● PROBLEM
Write out all the entries word for word and omit any pictures.

● RECORDS FOR PROCESSING
■ ■ ■ ■ ■ ■ ■

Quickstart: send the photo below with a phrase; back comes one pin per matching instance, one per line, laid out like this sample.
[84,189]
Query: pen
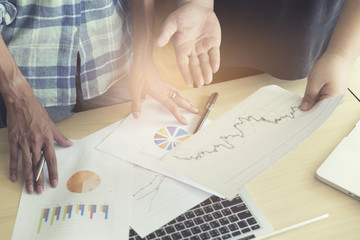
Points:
[40,167]
[354,95]
[209,106]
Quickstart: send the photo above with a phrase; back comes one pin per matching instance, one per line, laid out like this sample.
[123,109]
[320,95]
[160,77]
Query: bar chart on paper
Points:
[73,217]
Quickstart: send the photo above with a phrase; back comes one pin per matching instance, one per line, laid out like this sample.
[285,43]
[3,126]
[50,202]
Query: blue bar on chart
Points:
[92,209]
[105,209]
[56,212]
[67,214]
[80,207]
[43,217]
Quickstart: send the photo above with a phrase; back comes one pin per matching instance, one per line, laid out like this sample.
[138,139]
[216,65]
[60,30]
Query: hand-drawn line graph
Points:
[149,190]
[227,141]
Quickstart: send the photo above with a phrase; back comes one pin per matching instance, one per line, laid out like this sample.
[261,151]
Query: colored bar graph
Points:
[67,213]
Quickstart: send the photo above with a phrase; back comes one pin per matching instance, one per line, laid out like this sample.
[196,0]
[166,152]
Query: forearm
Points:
[12,82]
[142,18]
[205,3]
[345,41]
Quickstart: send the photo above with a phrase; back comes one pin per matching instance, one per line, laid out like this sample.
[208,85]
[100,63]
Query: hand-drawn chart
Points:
[247,140]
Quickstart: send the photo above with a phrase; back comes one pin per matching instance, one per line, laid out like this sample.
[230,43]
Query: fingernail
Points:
[53,183]
[136,115]
[39,189]
[30,189]
[13,178]
[304,106]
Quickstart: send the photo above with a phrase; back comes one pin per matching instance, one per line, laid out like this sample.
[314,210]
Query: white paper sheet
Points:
[91,201]
[144,141]
[158,199]
[235,148]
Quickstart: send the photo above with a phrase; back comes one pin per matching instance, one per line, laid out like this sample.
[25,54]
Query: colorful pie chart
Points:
[168,137]
[83,182]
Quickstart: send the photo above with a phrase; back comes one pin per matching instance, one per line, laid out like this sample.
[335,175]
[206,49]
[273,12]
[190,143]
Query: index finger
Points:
[50,158]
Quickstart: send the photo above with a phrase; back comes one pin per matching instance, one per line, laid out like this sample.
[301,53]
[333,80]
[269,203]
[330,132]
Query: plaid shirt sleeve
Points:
[45,38]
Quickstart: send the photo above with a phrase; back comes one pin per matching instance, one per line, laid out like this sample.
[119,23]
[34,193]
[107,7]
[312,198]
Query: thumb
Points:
[136,104]
[167,30]
[60,138]
[311,94]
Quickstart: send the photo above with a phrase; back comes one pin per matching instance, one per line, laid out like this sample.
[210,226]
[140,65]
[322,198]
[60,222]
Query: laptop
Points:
[215,218]
[341,169]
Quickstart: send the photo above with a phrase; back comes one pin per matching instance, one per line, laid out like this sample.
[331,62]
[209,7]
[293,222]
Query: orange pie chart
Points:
[83,182]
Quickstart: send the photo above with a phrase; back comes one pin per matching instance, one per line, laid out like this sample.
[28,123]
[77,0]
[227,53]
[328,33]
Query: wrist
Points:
[204,3]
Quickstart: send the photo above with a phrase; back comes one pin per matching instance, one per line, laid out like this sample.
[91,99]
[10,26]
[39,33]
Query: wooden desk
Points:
[287,193]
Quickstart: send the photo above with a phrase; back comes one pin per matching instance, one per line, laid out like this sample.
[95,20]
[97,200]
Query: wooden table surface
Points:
[287,193]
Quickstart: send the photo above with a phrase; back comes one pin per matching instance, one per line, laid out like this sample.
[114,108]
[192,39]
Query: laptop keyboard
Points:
[215,218]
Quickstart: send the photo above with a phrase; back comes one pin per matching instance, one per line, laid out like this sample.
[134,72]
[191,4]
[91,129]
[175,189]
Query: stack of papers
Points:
[137,172]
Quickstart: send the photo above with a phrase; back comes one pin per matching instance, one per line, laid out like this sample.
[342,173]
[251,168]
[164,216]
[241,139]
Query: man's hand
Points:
[145,79]
[196,36]
[31,131]
[327,78]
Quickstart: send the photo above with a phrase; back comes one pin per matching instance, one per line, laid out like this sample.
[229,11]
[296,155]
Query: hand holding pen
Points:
[208,108]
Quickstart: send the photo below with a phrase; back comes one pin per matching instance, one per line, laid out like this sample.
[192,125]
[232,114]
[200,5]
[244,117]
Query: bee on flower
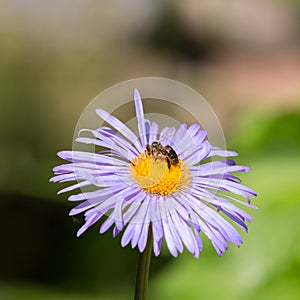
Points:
[160,180]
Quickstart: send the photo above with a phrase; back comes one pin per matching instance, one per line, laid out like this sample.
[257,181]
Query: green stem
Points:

■ ■ ■ ■ ■ ■ ■

● OUTPUT FOR THIS EXERCISE
Quickstart: send the photo below with a phrase; back comes one pin per matching instance, one per line, laid out like this sample.
[84,189]
Query: pen
Points:
[40,167]
[354,95]
[209,106]
Quickstart: send the photo above with a phrase; back comes one pin per matching instance, one per line, laid out like this sample.
[123,109]
[320,95]
[160,77]
Query: bar chart on paper
Points:
[73,217]
Quickstart: send the photo above with a phrase; back comes one pin per matching instance, one per line, laid out like this sample.
[285,43]
[3,126]
[50,202]
Query: blue bar on chart
Points:
[92,209]
[105,209]
[56,212]
[67,214]
[80,207]
[43,217]
Quickstart: send the photo above with a phrase; back comes one pin per matching instance, one per line, laid out like this sample.
[138,139]
[216,65]
[60,30]
Query: hand-drawn line graph
Points:
[149,190]
[227,141]
Quickstart: send the photo above with a phrase; back comes one pin per matching instance, one per line, laid out like this sample.
[261,151]
Query: colored bar graph
Points:
[67,213]
Quickstart: send the photo above with a phrase; back comes one pin per matching instance, one per line, laid out like this sample.
[196,0]
[166,152]
Query: forearm
Points:
[12,82]
[142,18]
[205,3]
[345,41]
Quickstart: send the photo above with a phrase; back comes one pin per matching instance, one per line, laid out like this sample.
[208,85]
[100,63]
Query: hand-drawn chart
Points:
[247,140]
Quickstart: send the photo above with a phrase; back comes one pin per matching instance, one per line, laid out like this sample.
[230,43]
Query: fingernail
Points:
[53,183]
[136,115]
[39,189]
[30,189]
[13,178]
[304,106]
Quickstart: send the photo above with a phrase; back comes one pin per matching instance, one per line, laid out like this sample.
[314,210]
Query: white paper sheet
Points:
[91,201]
[144,141]
[158,199]
[235,148]
Quickstart: send the photo above with a phrase; back comes one pin per matching instance, one per line, laid out like this sample.
[25,54]
Query: colorful pie chart
Points:
[168,137]
[83,182]
Quickstart: send the photo above with a phrase; back comes one pin per matching instance, one per line, laid out like this sample.
[335,175]
[206,49]
[273,12]
[190,143]
Query: index finger
Points:
[50,158]
Quickstart: send the photo above with a phrase; back comes one pin per matching instance, one per line, laid out like this sample.
[301,53]
[333,80]
[269,203]
[330,132]
Query: plaid shirt sleeve
Points:
[45,38]
Quickstart: send the photo above with a phrase; back comes one pin per matching instance, one per line, laid out like this sample.
[119,23]
[34,193]
[107,7]
[312,198]
Query: thumb
Points:
[136,104]
[167,30]
[60,138]
[311,94]
Quickstart: send the photo above with a phrase; back comes one pin per matching instance, one per line, laid out like this sample.
[210,226]
[140,65]
[322,198]
[60,222]
Query: laptop
Points:
[215,218]
[341,169]
Quickstart: send the photo above with a phrase; back comes one pin per matching instance, one per line, laid out like this sample.
[331,62]
[209,7]
[293,222]
Query: orange pie chart
Points:
[83,182]
Quickstart: send the photo above with a phrase; back comes one pin per matching instance, one per line, laid out like this sample.
[28,123]
[77,0]
[227,53]
[328,33]
Query: wrist
Points:
[204,3]
Quickstart: send the photo above with a phrase; back comes one pin per matching instance, one per line, laid out like this sample.
[91,99]
[10,26]
[39,33]
Query: wooden desk
Points:
[287,193]
Quickstart: send the photo above with a phrase; back comes one pin per matching instance, one per line, laid out like this sample.
[95,20]
[97,200]
Query: wooden table surface
Points:
[287,193]
Quickstart: send the photo above with a phrase; back comes one pin per matching instance, one per line, laid out like this sample.
[114,108]
[192,39]
Query: laptop keyboard
Points:
[215,218]
Quickstart: send the photo above with a phrase; back comes one pin per matching instance, one per line, laid out like this sample.
[134,72]
[191,4]
[91,129]
[175,189]
Query: stack of papers
Points:
[137,172]
Quickstart: send the photo above with a phrase; back comes one pin per matching instance, one per line, laid out like this sample.
[342,173]
[251,168]
[164,216]
[241,139]
Query: man's hand
Points:
[145,79]
[196,36]
[31,131]
[327,78]
Quickstart: send the photo above with a phrase; back comes one pin per matching instance, one per line, laid out like this sample.
[229,11]
[296,155]
Query: hand holding pen
Points:
[208,108]
Quickstart: send the photo below with a phrase; back comes one pin per matching instance, one per line, laid out like this sample.
[192,125]
[232,114]
[200,5]
[244,117]
Query: bee on flower
Points:
[160,180]
Quickstart: send the photo above with a phrase; back comes one pin per matching instance, one per line, laid out like this sample.
[257,181]
Query: green stem
Points:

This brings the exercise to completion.